● **Problem description**:
Pick out and copy every line in the items below that contains the word "necktie". Matching is case-sensitive.

· · · · ·

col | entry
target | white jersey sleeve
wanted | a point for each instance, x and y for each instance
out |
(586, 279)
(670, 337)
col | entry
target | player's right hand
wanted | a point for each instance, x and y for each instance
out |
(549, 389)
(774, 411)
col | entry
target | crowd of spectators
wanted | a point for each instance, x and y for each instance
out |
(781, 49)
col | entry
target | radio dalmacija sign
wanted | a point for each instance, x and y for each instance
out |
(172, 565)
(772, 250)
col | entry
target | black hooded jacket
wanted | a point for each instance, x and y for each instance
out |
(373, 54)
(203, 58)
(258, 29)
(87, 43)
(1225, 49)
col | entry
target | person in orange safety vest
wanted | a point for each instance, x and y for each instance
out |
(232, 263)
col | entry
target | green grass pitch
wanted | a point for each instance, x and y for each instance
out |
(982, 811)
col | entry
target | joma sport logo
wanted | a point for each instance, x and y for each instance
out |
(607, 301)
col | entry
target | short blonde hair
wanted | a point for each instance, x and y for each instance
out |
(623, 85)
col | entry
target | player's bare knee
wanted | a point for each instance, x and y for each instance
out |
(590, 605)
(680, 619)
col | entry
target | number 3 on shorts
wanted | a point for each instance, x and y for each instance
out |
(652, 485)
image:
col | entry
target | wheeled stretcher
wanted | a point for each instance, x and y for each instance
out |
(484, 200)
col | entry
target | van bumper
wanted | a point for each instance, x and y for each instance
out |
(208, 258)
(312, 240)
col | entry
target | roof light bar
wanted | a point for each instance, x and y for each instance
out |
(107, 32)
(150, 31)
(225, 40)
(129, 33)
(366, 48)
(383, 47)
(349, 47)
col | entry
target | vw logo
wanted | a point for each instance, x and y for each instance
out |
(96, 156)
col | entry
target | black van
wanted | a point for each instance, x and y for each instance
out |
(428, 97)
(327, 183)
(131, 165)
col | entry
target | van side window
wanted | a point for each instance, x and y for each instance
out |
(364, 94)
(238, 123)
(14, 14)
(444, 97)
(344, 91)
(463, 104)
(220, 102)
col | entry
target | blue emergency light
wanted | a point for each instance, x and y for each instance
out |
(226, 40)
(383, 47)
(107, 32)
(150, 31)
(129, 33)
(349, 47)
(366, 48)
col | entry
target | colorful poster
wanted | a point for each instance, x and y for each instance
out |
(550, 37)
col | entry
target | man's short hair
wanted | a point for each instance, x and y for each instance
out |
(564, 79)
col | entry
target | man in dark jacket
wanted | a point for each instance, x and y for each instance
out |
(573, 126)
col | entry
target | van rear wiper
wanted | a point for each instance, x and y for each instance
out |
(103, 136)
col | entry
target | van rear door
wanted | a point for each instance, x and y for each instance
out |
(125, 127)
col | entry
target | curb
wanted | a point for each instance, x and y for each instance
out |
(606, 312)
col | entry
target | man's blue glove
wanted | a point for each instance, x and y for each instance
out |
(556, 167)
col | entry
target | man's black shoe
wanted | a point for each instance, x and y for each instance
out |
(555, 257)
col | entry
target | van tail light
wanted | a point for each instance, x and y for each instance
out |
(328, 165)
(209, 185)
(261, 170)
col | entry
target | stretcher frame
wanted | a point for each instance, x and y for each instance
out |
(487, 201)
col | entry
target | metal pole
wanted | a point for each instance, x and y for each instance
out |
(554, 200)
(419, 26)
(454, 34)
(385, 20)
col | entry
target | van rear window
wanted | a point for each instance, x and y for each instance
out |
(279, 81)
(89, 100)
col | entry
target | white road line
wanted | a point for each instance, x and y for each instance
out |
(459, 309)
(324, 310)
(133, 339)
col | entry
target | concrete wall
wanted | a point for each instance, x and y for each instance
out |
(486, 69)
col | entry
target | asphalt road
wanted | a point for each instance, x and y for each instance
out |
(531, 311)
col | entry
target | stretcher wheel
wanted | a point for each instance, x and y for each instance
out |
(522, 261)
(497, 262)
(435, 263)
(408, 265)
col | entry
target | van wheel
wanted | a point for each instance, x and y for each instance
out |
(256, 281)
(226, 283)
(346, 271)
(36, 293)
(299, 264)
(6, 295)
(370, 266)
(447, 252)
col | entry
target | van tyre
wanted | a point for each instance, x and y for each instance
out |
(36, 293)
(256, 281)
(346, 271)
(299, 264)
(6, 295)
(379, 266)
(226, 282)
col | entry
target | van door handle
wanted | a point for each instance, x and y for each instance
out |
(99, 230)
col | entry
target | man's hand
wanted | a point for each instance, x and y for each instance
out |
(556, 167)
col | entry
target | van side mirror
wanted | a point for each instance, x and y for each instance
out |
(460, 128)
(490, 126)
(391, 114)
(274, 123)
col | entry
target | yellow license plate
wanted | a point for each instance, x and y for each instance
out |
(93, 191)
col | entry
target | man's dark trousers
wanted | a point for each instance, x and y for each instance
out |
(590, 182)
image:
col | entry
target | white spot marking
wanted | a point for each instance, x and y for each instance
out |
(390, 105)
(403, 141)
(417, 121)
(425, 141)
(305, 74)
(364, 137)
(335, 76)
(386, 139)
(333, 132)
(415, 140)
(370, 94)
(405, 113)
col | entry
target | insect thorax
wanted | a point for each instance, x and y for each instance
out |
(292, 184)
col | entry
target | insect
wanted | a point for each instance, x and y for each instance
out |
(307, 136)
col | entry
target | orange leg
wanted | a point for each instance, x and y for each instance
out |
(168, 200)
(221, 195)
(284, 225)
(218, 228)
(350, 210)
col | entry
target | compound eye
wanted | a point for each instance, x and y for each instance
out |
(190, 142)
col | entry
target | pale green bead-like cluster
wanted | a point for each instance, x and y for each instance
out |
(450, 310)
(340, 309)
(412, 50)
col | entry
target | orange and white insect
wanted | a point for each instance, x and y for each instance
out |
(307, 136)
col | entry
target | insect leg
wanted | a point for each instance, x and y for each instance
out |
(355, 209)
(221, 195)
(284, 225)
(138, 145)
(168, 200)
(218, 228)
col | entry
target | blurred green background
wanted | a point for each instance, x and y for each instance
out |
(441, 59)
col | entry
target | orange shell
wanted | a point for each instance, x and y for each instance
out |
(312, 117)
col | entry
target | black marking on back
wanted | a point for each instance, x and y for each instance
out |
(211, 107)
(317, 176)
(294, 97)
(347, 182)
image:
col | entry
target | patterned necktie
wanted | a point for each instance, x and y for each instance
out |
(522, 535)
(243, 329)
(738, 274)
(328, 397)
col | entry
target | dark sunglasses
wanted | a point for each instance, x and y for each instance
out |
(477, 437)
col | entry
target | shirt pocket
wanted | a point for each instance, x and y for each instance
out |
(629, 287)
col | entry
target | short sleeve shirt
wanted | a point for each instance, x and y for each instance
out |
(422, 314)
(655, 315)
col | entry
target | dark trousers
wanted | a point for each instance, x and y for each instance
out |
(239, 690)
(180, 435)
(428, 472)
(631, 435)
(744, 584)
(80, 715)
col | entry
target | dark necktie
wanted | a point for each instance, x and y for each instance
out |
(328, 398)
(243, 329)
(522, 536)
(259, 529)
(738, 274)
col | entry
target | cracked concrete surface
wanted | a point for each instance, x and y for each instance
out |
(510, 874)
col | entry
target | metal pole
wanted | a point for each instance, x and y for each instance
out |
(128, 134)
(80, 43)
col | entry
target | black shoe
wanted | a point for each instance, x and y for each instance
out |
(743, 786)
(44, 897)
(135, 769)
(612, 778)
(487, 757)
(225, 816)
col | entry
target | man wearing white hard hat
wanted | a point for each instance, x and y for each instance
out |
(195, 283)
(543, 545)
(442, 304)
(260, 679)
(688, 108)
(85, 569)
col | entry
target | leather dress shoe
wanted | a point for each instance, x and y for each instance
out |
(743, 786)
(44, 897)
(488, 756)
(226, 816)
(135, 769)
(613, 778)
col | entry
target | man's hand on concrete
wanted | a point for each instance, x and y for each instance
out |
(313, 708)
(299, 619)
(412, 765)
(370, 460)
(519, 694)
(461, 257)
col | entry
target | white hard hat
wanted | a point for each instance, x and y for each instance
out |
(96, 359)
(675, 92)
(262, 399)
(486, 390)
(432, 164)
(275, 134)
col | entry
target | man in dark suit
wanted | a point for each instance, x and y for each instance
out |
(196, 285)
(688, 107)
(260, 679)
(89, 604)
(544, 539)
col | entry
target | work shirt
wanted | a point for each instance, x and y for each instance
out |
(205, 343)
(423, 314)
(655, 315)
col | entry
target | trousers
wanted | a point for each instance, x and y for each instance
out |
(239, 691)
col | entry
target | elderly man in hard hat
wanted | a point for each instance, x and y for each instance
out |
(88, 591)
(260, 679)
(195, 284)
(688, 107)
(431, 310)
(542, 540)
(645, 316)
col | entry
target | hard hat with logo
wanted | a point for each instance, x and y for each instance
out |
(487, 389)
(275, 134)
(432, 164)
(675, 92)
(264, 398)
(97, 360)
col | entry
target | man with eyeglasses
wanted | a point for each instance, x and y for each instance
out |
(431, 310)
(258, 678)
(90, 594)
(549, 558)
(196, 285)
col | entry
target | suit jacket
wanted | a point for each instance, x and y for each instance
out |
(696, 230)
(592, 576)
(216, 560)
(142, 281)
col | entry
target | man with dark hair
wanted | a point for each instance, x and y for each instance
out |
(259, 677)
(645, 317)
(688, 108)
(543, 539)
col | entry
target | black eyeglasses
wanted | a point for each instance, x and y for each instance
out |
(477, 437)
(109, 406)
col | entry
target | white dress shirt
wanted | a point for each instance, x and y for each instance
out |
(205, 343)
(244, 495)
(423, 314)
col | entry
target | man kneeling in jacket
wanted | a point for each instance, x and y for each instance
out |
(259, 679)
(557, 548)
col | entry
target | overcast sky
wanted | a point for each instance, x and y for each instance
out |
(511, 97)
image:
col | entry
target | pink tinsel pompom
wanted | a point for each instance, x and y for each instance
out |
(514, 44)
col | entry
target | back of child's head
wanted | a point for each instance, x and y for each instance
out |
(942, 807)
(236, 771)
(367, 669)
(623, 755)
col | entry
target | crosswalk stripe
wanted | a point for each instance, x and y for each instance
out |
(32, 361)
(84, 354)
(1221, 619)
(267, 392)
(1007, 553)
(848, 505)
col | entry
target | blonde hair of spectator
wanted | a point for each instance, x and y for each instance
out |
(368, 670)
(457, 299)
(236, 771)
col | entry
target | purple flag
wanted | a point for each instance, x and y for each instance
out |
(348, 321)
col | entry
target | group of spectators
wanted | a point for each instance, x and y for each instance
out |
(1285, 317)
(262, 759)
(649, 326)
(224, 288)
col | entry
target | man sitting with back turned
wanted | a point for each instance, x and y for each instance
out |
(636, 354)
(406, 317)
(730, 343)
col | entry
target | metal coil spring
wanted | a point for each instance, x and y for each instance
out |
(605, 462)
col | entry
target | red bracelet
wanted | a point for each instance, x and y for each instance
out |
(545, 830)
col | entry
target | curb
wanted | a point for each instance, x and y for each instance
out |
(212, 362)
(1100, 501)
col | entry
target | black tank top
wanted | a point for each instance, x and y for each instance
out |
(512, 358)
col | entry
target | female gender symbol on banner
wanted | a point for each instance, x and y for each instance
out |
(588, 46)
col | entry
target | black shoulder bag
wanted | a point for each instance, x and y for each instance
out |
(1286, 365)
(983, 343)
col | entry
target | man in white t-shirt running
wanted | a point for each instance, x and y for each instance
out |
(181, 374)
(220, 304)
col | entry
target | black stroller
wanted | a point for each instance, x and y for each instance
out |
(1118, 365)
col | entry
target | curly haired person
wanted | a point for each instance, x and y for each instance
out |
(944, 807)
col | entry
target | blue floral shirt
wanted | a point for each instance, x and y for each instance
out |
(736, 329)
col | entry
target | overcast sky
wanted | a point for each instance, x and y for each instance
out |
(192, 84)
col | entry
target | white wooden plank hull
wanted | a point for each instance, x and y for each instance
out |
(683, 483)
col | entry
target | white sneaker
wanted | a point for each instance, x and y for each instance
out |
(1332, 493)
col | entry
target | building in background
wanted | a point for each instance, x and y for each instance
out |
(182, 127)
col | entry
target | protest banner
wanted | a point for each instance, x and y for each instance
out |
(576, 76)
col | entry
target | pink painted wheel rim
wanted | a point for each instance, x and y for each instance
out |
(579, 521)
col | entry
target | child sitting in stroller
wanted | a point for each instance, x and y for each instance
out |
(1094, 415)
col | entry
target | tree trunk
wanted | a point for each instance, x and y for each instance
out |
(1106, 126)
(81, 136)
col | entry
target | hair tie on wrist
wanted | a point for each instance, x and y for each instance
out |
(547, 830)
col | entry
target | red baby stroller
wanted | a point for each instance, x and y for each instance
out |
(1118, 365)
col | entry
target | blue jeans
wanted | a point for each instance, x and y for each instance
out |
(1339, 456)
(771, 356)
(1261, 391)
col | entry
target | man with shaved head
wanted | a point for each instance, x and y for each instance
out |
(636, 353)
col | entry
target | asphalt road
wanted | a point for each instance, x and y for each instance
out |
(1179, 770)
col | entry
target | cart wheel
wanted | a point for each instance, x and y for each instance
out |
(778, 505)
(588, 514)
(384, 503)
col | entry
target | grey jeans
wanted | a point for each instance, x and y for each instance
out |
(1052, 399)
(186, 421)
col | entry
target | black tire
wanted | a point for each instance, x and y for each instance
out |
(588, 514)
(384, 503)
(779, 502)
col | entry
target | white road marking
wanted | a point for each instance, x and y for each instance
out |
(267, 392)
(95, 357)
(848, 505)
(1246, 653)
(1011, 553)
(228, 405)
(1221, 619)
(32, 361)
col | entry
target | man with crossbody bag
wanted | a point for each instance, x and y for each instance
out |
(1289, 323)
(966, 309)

· · · · ·

● **Task solution**:
target | patterned necktie
target | dark necktie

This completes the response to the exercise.